TASK GOAL.
Send back every line of the data exactly.

DATA EXTRACTS.

*** Block opens ***

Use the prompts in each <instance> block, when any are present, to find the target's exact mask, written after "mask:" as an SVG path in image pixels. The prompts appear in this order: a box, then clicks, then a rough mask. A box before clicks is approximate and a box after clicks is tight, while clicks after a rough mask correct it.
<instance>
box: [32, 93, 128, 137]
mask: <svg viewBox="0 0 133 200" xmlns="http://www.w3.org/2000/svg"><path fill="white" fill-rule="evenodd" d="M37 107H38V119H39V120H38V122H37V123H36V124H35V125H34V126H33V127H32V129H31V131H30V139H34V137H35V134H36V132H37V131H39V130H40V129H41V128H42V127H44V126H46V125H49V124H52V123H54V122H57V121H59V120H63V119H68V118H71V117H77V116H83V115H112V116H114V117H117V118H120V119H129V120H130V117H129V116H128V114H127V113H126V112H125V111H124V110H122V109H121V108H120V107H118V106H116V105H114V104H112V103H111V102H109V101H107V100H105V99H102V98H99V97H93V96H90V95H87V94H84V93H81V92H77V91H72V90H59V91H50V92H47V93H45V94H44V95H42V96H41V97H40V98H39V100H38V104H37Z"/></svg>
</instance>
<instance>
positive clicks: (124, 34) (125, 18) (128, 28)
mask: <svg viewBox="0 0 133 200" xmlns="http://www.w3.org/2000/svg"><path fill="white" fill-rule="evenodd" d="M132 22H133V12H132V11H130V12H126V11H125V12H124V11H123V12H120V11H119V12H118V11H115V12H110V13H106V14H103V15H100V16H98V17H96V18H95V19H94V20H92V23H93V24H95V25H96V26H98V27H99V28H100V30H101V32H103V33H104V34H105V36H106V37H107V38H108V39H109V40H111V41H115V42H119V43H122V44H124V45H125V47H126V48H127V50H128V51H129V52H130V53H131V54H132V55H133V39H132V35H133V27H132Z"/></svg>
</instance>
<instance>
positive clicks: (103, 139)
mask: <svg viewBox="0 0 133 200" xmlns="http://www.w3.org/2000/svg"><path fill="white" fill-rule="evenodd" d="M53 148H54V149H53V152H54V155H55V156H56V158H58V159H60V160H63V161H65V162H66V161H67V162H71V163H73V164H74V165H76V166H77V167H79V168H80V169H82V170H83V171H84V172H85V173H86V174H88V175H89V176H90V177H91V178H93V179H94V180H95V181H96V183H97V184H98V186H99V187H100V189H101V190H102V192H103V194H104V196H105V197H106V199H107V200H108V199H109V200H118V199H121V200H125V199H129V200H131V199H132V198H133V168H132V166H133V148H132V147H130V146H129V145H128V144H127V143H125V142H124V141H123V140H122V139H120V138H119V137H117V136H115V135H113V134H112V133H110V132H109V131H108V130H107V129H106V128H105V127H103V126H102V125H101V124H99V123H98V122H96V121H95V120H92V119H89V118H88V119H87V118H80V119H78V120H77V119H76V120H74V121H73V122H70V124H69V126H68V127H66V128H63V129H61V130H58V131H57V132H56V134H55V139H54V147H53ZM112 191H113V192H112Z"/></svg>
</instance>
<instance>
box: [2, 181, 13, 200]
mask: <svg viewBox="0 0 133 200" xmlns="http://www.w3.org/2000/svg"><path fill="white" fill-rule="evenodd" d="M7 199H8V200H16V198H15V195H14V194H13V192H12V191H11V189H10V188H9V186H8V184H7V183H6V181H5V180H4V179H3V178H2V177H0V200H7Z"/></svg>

*** Block closes ***

ANSWER.
Use the prompts in each <instance> block, when any are present, to find the target's exact mask, written after "mask:" as an SVG path in image pixels. The prompts appear in this order: a box, then clicks, then a rough mask. A box before clicks is approximate and a box after clicks is tight, while clicks after a rough mask correct it.
<instance>
box: [32, 93, 128, 137]
mask: <svg viewBox="0 0 133 200" xmlns="http://www.w3.org/2000/svg"><path fill="white" fill-rule="evenodd" d="M37 107H38V119H39V120H38V122H37V123H36V124H35V125H34V126H33V127H32V129H31V131H30V139H34V137H35V134H36V132H37V131H39V130H40V129H41V128H42V127H44V126H46V125H49V124H52V123H54V122H57V121H59V120H63V119H68V118H71V117H77V116H83V115H112V116H114V117H117V118H120V119H129V120H130V117H129V116H128V114H127V113H126V112H125V111H124V110H122V109H121V108H120V107H118V106H116V105H114V104H112V103H111V102H109V101H107V100H105V99H102V98H99V97H93V96H90V95H87V94H84V93H81V92H77V91H72V90H59V91H50V92H47V93H45V94H44V95H42V96H41V97H40V98H39V100H38V104H37Z"/></svg>
</instance>
<instance>
positive clicks: (124, 34) (125, 18) (128, 28)
mask: <svg viewBox="0 0 133 200" xmlns="http://www.w3.org/2000/svg"><path fill="white" fill-rule="evenodd" d="M132 22H133V12H132V11H130V12H126V11H125V12H124V11H123V12H120V11H119V12H118V11H115V12H110V13H106V14H103V15H100V16H98V17H96V18H95V19H94V20H92V23H93V24H95V25H96V26H98V27H99V28H100V30H101V32H103V33H104V34H105V36H106V37H107V38H108V39H109V40H111V41H115V42H119V43H122V44H124V45H125V47H126V48H127V50H128V51H129V52H130V53H131V54H132V55H133V39H132V35H133V27H132Z"/></svg>
</instance>
<instance>
positive clicks: (103, 139)
mask: <svg viewBox="0 0 133 200" xmlns="http://www.w3.org/2000/svg"><path fill="white" fill-rule="evenodd" d="M53 148H54V149H53V152H54V155H55V156H56V158H58V159H60V160H63V161H65V162H66V161H67V162H71V163H73V164H74V165H76V166H77V167H79V168H80V169H82V170H83V171H84V172H85V173H86V174H88V175H89V176H90V177H91V178H93V179H94V180H95V181H96V183H97V184H98V186H99V187H100V189H101V190H102V192H103V194H104V196H105V197H106V199H107V200H108V199H109V200H118V199H121V200H125V199H129V200H131V199H132V198H133V168H132V166H133V148H132V147H130V146H129V145H128V144H127V143H125V142H124V141H123V140H122V139H120V138H119V137H117V136H115V135H113V134H112V133H110V132H109V131H108V130H107V129H106V128H105V127H103V126H102V125H101V124H99V123H98V122H96V121H95V120H92V119H89V118H88V119H87V118H80V119H78V120H77V119H76V120H74V121H73V122H70V124H69V126H68V127H66V128H63V129H61V130H58V131H57V132H56V134H55V139H54V147H53ZM112 191H113V192H112Z"/></svg>
</instance>
<instance>
box: [2, 181, 13, 200]
mask: <svg viewBox="0 0 133 200" xmlns="http://www.w3.org/2000/svg"><path fill="white" fill-rule="evenodd" d="M7 199H8V200H16V198H15V195H14V194H13V192H12V191H11V189H10V188H9V186H8V184H7V183H6V181H5V180H4V179H3V178H2V177H0V200H7Z"/></svg>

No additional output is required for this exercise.